--- Begin ENTRIES SUPPLIED ---
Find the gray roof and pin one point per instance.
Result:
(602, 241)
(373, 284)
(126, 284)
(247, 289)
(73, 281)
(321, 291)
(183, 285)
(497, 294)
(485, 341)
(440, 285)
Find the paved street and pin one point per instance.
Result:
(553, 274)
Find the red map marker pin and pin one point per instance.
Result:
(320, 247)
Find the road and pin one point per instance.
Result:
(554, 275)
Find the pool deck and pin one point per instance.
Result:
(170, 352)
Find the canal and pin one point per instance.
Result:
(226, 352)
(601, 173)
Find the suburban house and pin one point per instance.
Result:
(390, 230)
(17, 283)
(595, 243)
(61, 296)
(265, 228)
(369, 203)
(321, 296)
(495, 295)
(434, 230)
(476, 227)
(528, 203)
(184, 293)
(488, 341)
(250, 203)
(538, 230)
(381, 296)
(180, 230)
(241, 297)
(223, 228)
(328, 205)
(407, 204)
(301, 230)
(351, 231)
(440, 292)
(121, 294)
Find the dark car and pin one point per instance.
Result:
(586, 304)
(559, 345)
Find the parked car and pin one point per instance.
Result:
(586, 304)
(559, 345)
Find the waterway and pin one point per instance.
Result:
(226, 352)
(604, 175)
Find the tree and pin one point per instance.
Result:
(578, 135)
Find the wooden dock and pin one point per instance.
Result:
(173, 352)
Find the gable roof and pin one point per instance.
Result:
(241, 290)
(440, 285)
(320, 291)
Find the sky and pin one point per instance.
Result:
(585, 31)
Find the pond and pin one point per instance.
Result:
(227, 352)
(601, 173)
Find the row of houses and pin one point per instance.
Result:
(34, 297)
--- End ENTRIES SUPPLIED ---
* THE TASK *
Copy the lines word for word, starting at the line that contains "Find the waterway" and ending with the last line, both included.

* CORRECT OUTPUT *
Find the waterway and pin one point per instance.
Result:
(226, 352)
(604, 175)
Find the tree and pin one point per instance.
Result:
(578, 135)
Find the wooden dock and pin one point per instance.
Result:
(173, 352)
Find the gable roof and pin one point per instance.
Result:
(241, 290)
(440, 285)
(320, 291)
Find the sky and pin one point per instance.
Result:
(585, 31)
Find the pond and pin one point per instance.
Result:
(227, 352)
(601, 173)
Find the row of houses and pin one point per instance.
Result:
(34, 297)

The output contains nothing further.